> Exercise requirements:
Pull every line of the listing below and reproduce each one word for word.

+ + +

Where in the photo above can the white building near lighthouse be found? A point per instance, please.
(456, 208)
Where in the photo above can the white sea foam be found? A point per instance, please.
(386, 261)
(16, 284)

+ + +

> Solution for this task:
Where in the photo above can the white building near lighthouse be found? A point per instance, please.
(456, 208)
Where in the photo above can the white sea foam be found? A point per instance, please.
(386, 261)
(16, 284)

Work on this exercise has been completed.